== Data supplied ==
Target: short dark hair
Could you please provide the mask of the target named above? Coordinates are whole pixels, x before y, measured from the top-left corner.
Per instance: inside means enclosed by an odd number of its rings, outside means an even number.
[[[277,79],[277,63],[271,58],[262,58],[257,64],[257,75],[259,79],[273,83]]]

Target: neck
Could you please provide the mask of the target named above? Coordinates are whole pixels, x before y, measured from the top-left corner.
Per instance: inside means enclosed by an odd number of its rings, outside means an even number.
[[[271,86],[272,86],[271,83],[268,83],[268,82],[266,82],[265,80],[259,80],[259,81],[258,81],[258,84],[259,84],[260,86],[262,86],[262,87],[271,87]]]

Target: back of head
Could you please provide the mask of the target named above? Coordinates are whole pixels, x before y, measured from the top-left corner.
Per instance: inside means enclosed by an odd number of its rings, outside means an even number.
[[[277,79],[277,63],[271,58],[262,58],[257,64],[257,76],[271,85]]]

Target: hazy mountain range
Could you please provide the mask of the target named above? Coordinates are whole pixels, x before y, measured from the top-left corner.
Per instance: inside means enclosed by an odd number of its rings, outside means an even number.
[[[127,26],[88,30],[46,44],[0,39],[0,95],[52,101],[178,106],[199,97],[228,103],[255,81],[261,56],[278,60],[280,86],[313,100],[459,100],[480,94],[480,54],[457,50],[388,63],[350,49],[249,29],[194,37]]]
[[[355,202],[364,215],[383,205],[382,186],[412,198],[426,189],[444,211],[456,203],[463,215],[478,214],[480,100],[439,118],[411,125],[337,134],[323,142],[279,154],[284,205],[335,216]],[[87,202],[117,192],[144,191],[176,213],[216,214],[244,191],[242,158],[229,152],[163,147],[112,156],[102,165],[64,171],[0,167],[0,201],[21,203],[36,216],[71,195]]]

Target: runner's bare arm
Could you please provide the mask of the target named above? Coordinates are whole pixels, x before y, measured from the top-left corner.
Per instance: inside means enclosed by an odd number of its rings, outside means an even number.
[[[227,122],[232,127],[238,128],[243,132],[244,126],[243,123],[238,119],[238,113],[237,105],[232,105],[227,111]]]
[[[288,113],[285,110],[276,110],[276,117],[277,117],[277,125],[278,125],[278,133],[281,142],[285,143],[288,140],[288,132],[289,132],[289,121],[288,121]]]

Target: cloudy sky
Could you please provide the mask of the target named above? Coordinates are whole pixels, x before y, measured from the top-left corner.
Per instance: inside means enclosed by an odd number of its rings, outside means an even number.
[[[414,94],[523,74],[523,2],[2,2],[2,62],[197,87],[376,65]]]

== Exercise requirements ==
When you reach the line that contains "Target: hazy mountain range", stop; output it and every line before it from the start of the data, exactly as written.

== The answer ==
Target: short dark hair
Could you please provide the mask of the target named above? Coordinates are whole pixels, x before y, measured from the top-left corner.
Per instance: inside means enclosed by an odd number of its rings, outside means an even number.
[[[277,79],[277,63],[271,58],[262,58],[257,64],[257,75],[259,79],[273,83]]]

Target: neck
Could you please provide the mask of the target named above? Coordinates are whole pixels, x before y, measured from the top-left corner.
Per instance: inside means enclosed by an odd number of its rings, outside means an even number.
[[[271,86],[272,86],[271,83],[268,83],[268,82],[266,82],[265,80],[259,80],[259,81],[258,81],[258,84],[259,84],[260,86],[262,86],[262,87],[271,87]]]

Target: back of head
Could you please provide the mask of the target named above? Coordinates are whole pixels, x before y, measured from the top-left corner.
Per instance: inside means enclosed by an odd number of its rings, outside means an even number.
[[[277,79],[277,63],[271,58],[262,58],[257,64],[257,76],[271,85]]]

Target: hazy mountain range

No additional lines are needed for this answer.